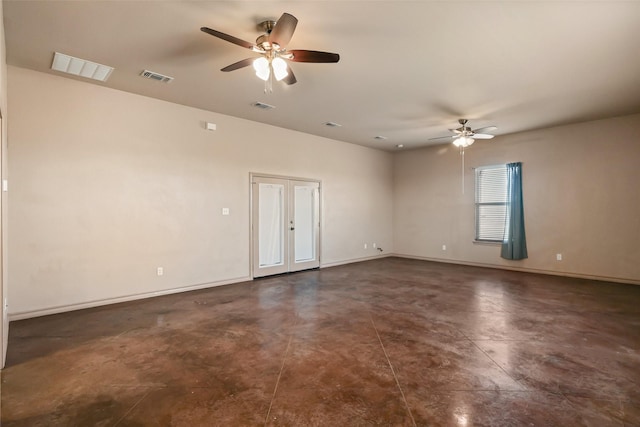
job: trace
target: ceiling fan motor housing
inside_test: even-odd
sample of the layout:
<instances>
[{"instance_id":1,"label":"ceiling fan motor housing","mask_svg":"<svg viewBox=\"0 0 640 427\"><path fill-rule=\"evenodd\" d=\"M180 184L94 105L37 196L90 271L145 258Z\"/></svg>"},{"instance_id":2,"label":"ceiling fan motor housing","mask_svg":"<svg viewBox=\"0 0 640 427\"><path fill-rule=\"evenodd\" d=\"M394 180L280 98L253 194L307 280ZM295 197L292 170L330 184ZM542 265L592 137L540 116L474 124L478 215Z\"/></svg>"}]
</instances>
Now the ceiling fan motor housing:
<instances>
[{"instance_id":1,"label":"ceiling fan motor housing","mask_svg":"<svg viewBox=\"0 0 640 427\"><path fill-rule=\"evenodd\" d=\"M263 34L256 39L256 46L264 50L265 52L268 50L279 50L280 45L277 43L271 43L269 40L269 34Z\"/></svg>"},{"instance_id":2,"label":"ceiling fan motor housing","mask_svg":"<svg viewBox=\"0 0 640 427\"><path fill-rule=\"evenodd\" d=\"M264 31L267 34L271 34L271 31L273 31L273 27L276 26L276 21L271 21L271 20L267 20L267 21L262 21L257 25L258 30L260 31Z\"/></svg>"}]
</instances>

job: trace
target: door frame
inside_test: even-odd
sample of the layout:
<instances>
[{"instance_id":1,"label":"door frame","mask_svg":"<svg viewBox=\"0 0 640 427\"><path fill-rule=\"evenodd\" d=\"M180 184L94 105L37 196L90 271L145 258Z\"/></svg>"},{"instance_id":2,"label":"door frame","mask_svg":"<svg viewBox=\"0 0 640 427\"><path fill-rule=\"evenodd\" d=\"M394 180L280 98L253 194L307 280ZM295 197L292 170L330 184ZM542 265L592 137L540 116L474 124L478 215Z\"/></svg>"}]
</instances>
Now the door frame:
<instances>
[{"instance_id":1,"label":"door frame","mask_svg":"<svg viewBox=\"0 0 640 427\"><path fill-rule=\"evenodd\" d=\"M6 123L0 110L0 369L7 361L7 347L9 345L9 316L7 313L8 280L7 280L7 209L8 195L5 182L8 182L8 143L6 137Z\"/></svg>"},{"instance_id":2,"label":"door frame","mask_svg":"<svg viewBox=\"0 0 640 427\"><path fill-rule=\"evenodd\" d=\"M318 233L318 265L319 268L322 267L322 230L324 228L323 223L323 215L322 215L322 180L315 178L303 178L298 176L288 176L288 175L274 175L268 173L259 173L259 172L250 172L249 173L249 276L251 279L254 279L253 270L254 263L258 262L255 259L255 247L253 233L254 233L254 220L253 220L253 185L255 178L271 178L271 179L284 179L288 181L306 181L306 182L317 182L318 183L318 222L320 232ZM287 260L289 262L289 260ZM267 276L268 277L268 276Z\"/></svg>"}]
</instances>

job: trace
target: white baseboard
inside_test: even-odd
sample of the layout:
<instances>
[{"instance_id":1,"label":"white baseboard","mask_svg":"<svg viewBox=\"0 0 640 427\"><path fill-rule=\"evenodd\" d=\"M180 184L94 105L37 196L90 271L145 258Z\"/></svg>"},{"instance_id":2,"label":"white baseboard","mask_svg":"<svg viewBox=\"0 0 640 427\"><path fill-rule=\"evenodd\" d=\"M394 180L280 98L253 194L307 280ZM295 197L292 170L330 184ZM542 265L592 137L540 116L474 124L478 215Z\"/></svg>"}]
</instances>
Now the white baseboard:
<instances>
[{"instance_id":1,"label":"white baseboard","mask_svg":"<svg viewBox=\"0 0 640 427\"><path fill-rule=\"evenodd\" d=\"M388 253L388 254L374 255L374 256L368 256L368 257L362 257L362 258L351 258L351 259L342 260L342 261L327 262L327 263L322 263L322 265L320 265L320 268L337 267L339 265L353 264L354 262L371 261L373 259L387 258L390 256L395 256L395 255Z\"/></svg>"},{"instance_id":2,"label":"white baseboard","mask_svg":"<svg viewBox=\"0 0 640 427\"><path fill-rule=\"evenodd\" d=\"M101 300L82 302L78 304L60 305L56 307L49 307L49 308L44 308L39 310L28 310L28 311L21 311L17 313L8 313L8 318L9 318L9 321L11 322L13 320L23 320L23 319L30 319L32 317L48 316L50 314L58 314L58 313L64 313L67 311L83 310L85 308L100 307L100 306L109 305L109 304L118 304L121 302L135 301L135 300L140 300L145 298L157 297L161 295L171 295L171 294L178 294L181 292L196 291L198 289L213 288L216 286L231 285L233 283L240 283L240 282L249 282L251 280L252 280L251 277L248 277L248 276L238 277L235 279L222 280L219 282L201 283L197 285L182 286L182 287L173 288L173 289L165 289L162 291L153 291L153 292L145 292L142 294L125 295L125 296L116 297L116 298L106 298Z\"/></svg>"},{"instance_id":3,"label":"white baseboard","mask_svg":"<svg viewBox=\"0 0 640 427\"><path fill-rule=\"evenodd\" d=\"M407 254L399 254L399 253L385 253L385 254L369 256L369 257L352 258L348 260L328 262L328 263L323 263L320 266L320 268L337 267L345 264L353 264L353 263L362 262L362 261L372 261L375 259L388 258L388 257L398 257L398 258L416 259L416 260L422 260L422 261L441 262L446 264L468 265L472 267L494 268L498 270L519 271L524 273L547 274L551 276L575 277L578 279L589 279L589 280L599 280L599 281L605 281L605 282L640 285L640 280L626 279L626 278L620 278L620 277L596 276L596 275L590 275L590 274L568 273L568 272L550 271L550 270L543 270L543 269L536 269L536 268L510 267L505 265L485 264L485 263L467 262L467 261L442 259L442 258L421 257L416 255L407 255ZM125 296L116 297L116 298L107 298L107 299L83 302L78 304L68 304L68 305L49 307L49 308L38 309L38 310L28 310L28 311L22 311L17 313L8 313L8 319L9 321L30 319L32 317L47 316L50 314L64 313L67 311L82 310L85 308L93 308L93 307L99 307L103 305L135 301L135 300L151 298L151 297L156 297L161 295L170 295L170 294L177 294L181 292L195 291L198 289L213 288L216 286L231 285L233 283L249 282L252 280L253 279L250 276L238 277L235 279L202 283L202 284L191 285L191 286L182 286L179 288L166 289L162 291L147 292L147 293L135 294L135 295L125 295Z\"/></svg>"},{"instance_id":4,"label":"white baseboard","mask_svg":"<svg viewBox=\"0 0 640 427\"><path fill-rule=\"evenodd\" d=\"M442 259L442 258L429 258L429 257L416 256L416 255L406 255L406 254L392 254L391 256L395 256L398 258L417 259L422 261L442 262L445 264L458 264L458 265L469 265L472 267L495 268L496 270L520 271L523 273L546 274L549 276L574 277L576 279L589 279L589 280L598 280L602 282L615 282L615 283L625 283L628 285L640 285L640 280L627 279L622 277L597 276L592 274L544 270L540 268L511 267L508 265L500 265L500 264L485 264L485 263L479 263L479 262L468 262L468 261L459 261L459 260Z\"/></svg>"},{"instance_id":5,"label":"white baseboard","mask_svg":"<svg viewBox=\"0 0 640 427\"><path fill-rule=\"evenodd\" d=\"M320 268L335 267L338 265L352 264L354 262L360 262L360 261L369 261L372 259L385 258L388 256L391 256L391 254L383 254L383 255L376 255L371 257L355 258L355 259L331 262L331 263L322 264ZM14 320L23 320L23 319L30 319L33 317L48 316L51 314L65 313L68 311L75 311L75 310L83 310L86 308L100 307L100 306L109 305L109 304L118 304L121 302L135 301L135 300L140 300L145 298L157 297L161 295L171 295L171 294L177 294L180 292L188 292L188 291L195 291L198 289L213 288L216 286L231 285L233 283L249 282L252 280L253 278L251 276L238 277L235 279L228 279L228 280L223 280L219 282L209 282L209 283L202 283L202 284L191 285L191 286L182 286L179 288L166 289L162 291L145 292L145 293L134 294L134 295L124 295L121 297L106 298L106 299L82 302L77 304L65 304L65 305L60 305L55 307L47 307L43 309L8 313L7 317L9 319L9 322L11 322Z\"/></svg>"}]
</instances>

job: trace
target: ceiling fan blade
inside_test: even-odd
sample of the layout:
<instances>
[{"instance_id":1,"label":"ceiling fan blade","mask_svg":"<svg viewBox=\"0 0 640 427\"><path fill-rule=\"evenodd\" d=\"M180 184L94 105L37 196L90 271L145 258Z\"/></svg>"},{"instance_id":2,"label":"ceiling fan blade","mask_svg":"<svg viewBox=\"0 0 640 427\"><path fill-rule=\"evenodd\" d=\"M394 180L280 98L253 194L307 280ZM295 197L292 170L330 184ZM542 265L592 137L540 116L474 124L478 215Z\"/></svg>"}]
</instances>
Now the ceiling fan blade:
<instances>
[{"instance_id":1,"label":"ceiling fan blade","mask_svg":"<svg viewBox=\"0 0 640 427\"><path fill-rule=\"evenodd\" d=\"M436 136L435 138L429 138L429 141L444 141L447 139L452 139L455 138L456 135L451 135L451 136Z\"/></svg>"},{"instance_id":2,"label":"ceiling fan blade","mask_svg":"<svg viewBox=\"0 0 640 427\"><path fill-rule=\"evenodd\" d=\"M234 62L231 65L227 65L226 67L224 67L223 69L221 69L220 71L233 71L233 70L237 70L239 68L244 68L247 67L249 65L251 65L253 63L253 61L255 61L255 58L247 58L247 59L243 59L242 61L238 61L238 62Z\"/></svg>"},{"instance_id":3,"label":"ceiling fan blade","mask_svg":"<svg viewBox=\"0 0 640 427\"><path fill-rule=\"evenodd\" d=\"M294 62L338 62L340 61L340 55L331 52L319 52L317 50L290 50L289 53L293 54L291 61Z\"/></svg>"},{"instance_id":4,"label":"ceiling fan blade","mask_svg":"<svg viewBox=\"0 0 640 427\"><path fill-rule=\"evenodd\" d=\"M210 35L214 36L214 37L218 37L219 39L226 40L226 41L228 41L230 43L237 44L238 46L245 47L247 49L253 49L254 48L254 44L253 43L249 43L249 42L244 41L242 39L239 39L237 37L230 36L229 34L221 33L220 31L217 31L217 30L212 30L211 28L202 27L202 28L200 28L200 31L203 31L203 32L205 32L207 34L210 34Z\"/></svg>"},{"instance_id":5,"label":"ceiling fan blade","mask_svg":"<svg viewBox=\"0 0 640 427\"><path fill-rule=\"evenodd\" d=\"M471 138L473 138L473 139L491 139L494 136L495 135L489 135L488 133L474 133L473 135L471 135Z\"/></svg>"},{"instance_id":6,"label":"ceiling fan blade","mask_svg":"<svg viewBox=\"0 0 640 427\"><path fill-rule=\"evenodd\" d=\"M293 37L296 25L298 25L298 19L295 16L283 13L269 34L269 41L278 44L281 48L286 47Z\"/></svg>"},{"instance_id":7,"label":"ceiling fan blade","mask_svg":"<svg viewBox=\"0 0 640 427\"><path fill-rule=\"evenodd\" d=\"M291 67L287 67L287 68L288 68L287 71L289 72L289 74L287 74L287 77L282 79L282 81L288 85L295 84L298 80L296 79L295 74L293 74L293 70L291 69Z\"/></svg>"},{"instance_id":8,"label":"ceiling fan blade","mask_svg":"<svg viewBox=\"0 0 640 427\"><path fill-rule=\"evenodd\" d=\"M474 129L473 132L474 133L493 132L496 129L498 129L496 126L486 126L483 128Z\"/></svg>"}]
</instances>

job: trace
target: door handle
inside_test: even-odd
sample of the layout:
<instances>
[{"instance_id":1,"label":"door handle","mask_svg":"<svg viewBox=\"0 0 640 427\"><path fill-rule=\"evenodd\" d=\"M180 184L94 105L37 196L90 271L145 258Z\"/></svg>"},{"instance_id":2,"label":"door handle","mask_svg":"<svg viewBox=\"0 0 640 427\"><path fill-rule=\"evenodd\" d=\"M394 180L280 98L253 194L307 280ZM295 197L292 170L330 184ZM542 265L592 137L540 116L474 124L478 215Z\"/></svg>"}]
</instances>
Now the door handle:
<instances>
[{"instance_id":1,"label":"door handle","mask_svg":"<svg viewBox=\"0 0 640 427\"><path fill-rule=\"evenodd\" d=\"M293 230L295 230L295 228L294 227L290 227L289 230L293 231Z\"/></svg>"}]
</instances>

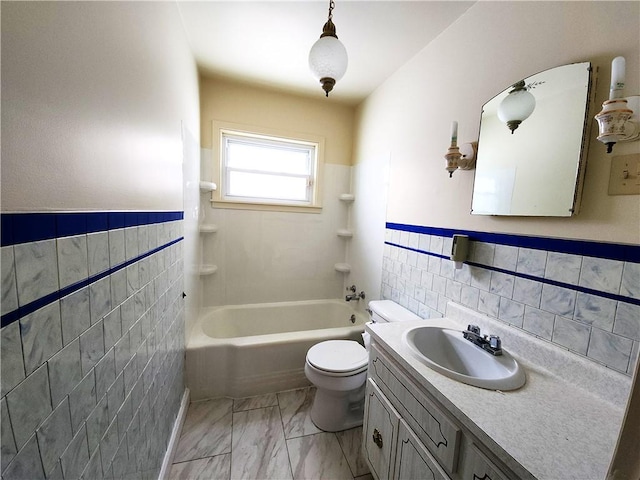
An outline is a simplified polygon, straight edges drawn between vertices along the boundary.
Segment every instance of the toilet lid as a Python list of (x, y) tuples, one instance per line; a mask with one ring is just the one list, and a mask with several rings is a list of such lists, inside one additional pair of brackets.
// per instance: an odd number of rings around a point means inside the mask
[(309, 349), (307, 362), (326, 372), (352, 372), (366, 368), (369, 354), (362, 345), (353, 340), (327, 340)]

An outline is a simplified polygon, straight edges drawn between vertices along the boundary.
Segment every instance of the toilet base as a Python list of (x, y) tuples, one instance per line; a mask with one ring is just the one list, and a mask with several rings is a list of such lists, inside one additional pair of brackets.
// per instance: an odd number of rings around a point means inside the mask
[(364, 385), (347, 392), (318, 388), (311, 407), (311, 420), (325, 432), (359, 427), (364, 419), (364, 393)]

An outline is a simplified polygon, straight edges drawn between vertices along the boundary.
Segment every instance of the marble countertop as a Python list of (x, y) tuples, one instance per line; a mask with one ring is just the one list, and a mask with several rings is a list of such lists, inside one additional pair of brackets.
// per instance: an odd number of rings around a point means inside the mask
[[(503, 348), (525, 368), (523, 387), (500, 392), (451, 380), (402, 342), (402, 334), (416, 325), (462, 329), (467, 323), (481, 323), (484, 332), (500, 335)], [(629, 377), (455, 304), (449, 304), (446, 318), (366, 329), (464, 427), (495, 452), (506, 452), (511, 458), (498, 456), (515, 472), (550, 480), (606, 478)]]

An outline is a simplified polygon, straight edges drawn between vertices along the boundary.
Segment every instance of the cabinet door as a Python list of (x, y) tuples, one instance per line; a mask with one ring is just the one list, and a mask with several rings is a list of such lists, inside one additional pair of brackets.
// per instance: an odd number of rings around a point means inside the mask
[(400, 420), (394, 480), (449, 480), (438, 462), (418, 440), (404, 420)]
[(471, 445), (465, 470), (465, 480), (507, 480), (498, 467), (489, 460), (475, 445)]
[(376, 479), (390, 479), (393, 474), (400, 416), (371, 379), (367, 380), (364, 408), (364, 456)]

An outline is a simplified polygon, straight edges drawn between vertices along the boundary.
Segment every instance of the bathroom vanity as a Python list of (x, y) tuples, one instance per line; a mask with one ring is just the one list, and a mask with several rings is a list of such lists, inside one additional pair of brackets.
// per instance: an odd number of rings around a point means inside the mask
[[(518, 390), (460, 383), (411, 354), (418, 324), (479, 323), (526, 370)], [(447, 318), (367, 325), (363, 455), (382, 479), (604, 479), (630, 378), (464, 307)]]

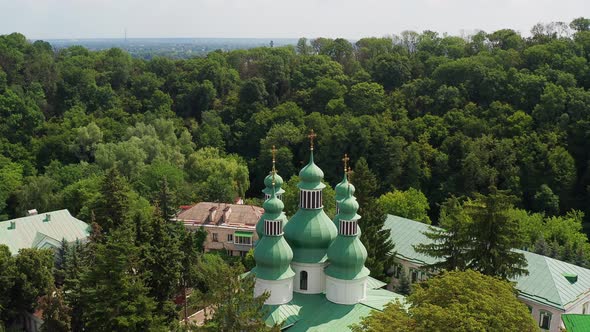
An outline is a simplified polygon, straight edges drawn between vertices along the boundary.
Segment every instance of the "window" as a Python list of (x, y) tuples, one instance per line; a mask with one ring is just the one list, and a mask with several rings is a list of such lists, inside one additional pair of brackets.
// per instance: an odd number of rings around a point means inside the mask
[(588, 305), (590, 305), (590, 302), (586, 302), (584, 303), (584, 305), (582, 306), (582, 315), (585, 315), (588, 313)]
[(410, 282), (411, 283), (417, 282), (418, 281), (418, 275), (419, 275), (418, 270), (410, 269)]
[(402, 269), (403, 266), (401, 264), (393, 264), (393, 268), (392, 268), (392, 275), (395, 279), (399, 279), (401, 277), (402, 274)]
[(551, 313), (548, 311), (540, 311), (539, 314), (539, 327), (544, 330), (549, 330), (551, 326)]
[(234, 243), (235, 244), (251, 244), (252, 242), (250, 241), (249, 237), (243, 237), (243, 236), (236, 235), (236, 239), (235, 239)]
[(227, 242), (234, 242), (234, 235), (233, 234), (227, 234)]
[(527, 308), (529, 308), (529, 314), (533, 313), (533, 307), (531, 307), (530, 305), (526, 305)]
[(299, 289), (307, 290), (307, 271), (301, 271), (299, 274)]
[(213, 242), (217, 242), (217, 233), (211, 233), (211, 237), (213, 238)]

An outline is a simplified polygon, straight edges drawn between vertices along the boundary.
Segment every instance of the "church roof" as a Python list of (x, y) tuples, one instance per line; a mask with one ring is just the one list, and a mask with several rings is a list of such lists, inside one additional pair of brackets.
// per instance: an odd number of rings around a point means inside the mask
[[(379, 281), (369, 279), (372, 280), (368, 284), (379, 285)], [(372, 310), (382, 310), (396, 299), (404, 302), (402, 295), (384, 289), (369, 289), (369, 285), (367, 288), (366, 299), (353, 305), (330, 302), (324, 294), (293, 293), (293, 300), (287, 304), (265, 306), (268, 309), (266, 323), (280, 324), (288, 332), (350, 331), (350, 325), (359, 323)]]
[[(399, 258), (419, 265), (437, 262), (435, 258), (416, 253), (413, 246), (432, 243), (423, 232), (438, 227), (393, 215), (387, 216), (384, 227), (391, 229), (391, 240)], [(528, 264), (529, 274), (512, 280), (522, 298), (565, 310), (590, 292), (590, 269), (528, 251), (514, 251), (524, 254)]]
[(83, 240), (89, 231), (88, 224), (68, 210), (52, 211), (0, 222), (0, 244), (16, 255), (23, 248), (59, 247), (62, 239)]

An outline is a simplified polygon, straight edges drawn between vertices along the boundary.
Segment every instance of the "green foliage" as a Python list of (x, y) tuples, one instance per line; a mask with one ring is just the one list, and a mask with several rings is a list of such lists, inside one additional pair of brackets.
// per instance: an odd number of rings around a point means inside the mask
[(407, 311), (390, 303), (363, 318), (353, 331), (538, 330), (513, 285), (471, 270), (445, 272), (422, 282), (406, 301)]
[(394, 190), (381, 195), (377, 200), (383, 212), (430, 224), (428, 200), (414, 188), (406, 191)]
[(450, 198), (441, 209), (442, 229), (430, 229), (425, 235), (432, 244), (418, 245), (418, 252), (440, 259), (432, 269), (448, 271), (467, 268), (485, 275), (512, 278), (527, 274), (522, 253), (520, 220), (510, 213), (514, 197), (491, 188), (489, 195), (460, 203)]
[(253, 297), (254, 278), (241, 278), (243, 268), (230, 266), (218, 255), (205, 254), (199, 264), (201, 301), (212, 306), (205, 331), (270, 331), (262, 319), (267, 294)]
[(84, 326), (92, 331), (161, 331), (163, 317), (139, 274), (139, 250), (129, 230), (117, 230), (94, 249), (81, 275)]
[(395, 248), (391, 242), (391, 231), (383, 228), (386, 215), (372, 197), (377, 188), (376, 177), (364, 158), (356, 162), (350, 181), (356, 187), (355, 196), (359, 202), (361, 242), (367, 248), (365, 266), (371, 271), (372, 277), (387, 280), (386, 271), (394, 263)]

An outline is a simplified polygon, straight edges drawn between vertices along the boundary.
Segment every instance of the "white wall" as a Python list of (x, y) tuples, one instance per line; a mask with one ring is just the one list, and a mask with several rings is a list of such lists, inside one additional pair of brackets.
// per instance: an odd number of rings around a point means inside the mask
[(256, 278), (254, 296), (260, 296), (265, 291), (268, 291), (270, 296), (264, 301), (264, 304), (285, 304), (293, 299), (293, 278), (283, 280)]
[(367, 278), (342, 280), (326, 276), (326, 298), (338, 304), (356, 304), (367, 297)]
[(550, 331), (550, 332), (560, 332), (561, 328), (563, 327), (563, 324), (561, 322), (561, 314), (563, 314), (564, 312), (559, 310), (559, 309), (555, 309), (546, 305), (542, 305), (533, 301), (530, 301), (528, 299), (524, 299), (522, 297), (518, 297), (518, 299), (523, 302), (524, 304), (528, 305), (529, 307), (532, 308), (531, 311), (531, 315), (533, 316), (533, 320), (535, 322), (537, 322), (537, 326), (540, 325), (541, 323), (541, 311), (548, 311), (551, 313), (551, 325), (549, 327), (549, 330), (541, 330), (540, 331)]
[[(324, 268), (328, 263), (306, 264), (291, 262), (291, 268), (295, 271), (293, 279), (293, 291), (303, 294), (321, 294), (326, 290), (326, 274)], [(302, 290), (300, 286), (301, 271), (307, 272), (307, 290)]]

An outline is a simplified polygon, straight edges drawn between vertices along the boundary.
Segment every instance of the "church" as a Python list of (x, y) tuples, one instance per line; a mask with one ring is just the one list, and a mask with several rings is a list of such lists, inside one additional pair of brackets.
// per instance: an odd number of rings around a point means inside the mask
[[(256, 284), (254, 295), (268, 292), (265, 302), (268, 325), (279, 324), (288, 331), (346, 331), (372, 310), (403, 302), (403, 296), (381, 289), (385, 286), (369, 276), (365, 267), (367, 250), (360, 241), (361, 229), (348, 181), (345, 156), (344, 177), (336, 186), (336, 216), (331, 220), (323, 209), (323, 171), (313, 156), (313, 130), (308, 164), (299, 172), (299, 208), (287, 218), (281, 201), (282, 178), (272, 172), (265, 179), (264, 214), (256, 225), (259, 241), (254, 249)], [(273, 148), (274, 150), (274, 148)]]

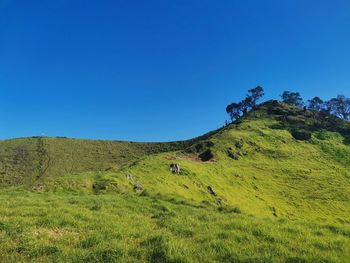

■ ■ ■

WHAT YOU ARE ASKED TO DO — What is needed is every line from the data above that includes the string "church", copied out.

SOLUTION FOR THIS TASK —
Segment every instance of the "church roof" as a Python list of (x, y) tuples, one instance per line; a mask with one ring is just the one list, and a mask with several rings is a list of such lists, inside one additional pair of brackets.
Segment every instance of the "church" as a Python list of (x, y) tuples, one instance per line; a mask with one ring is just the one list, and a mask with several rings is a list of such lists, inside one additional pair of brackets.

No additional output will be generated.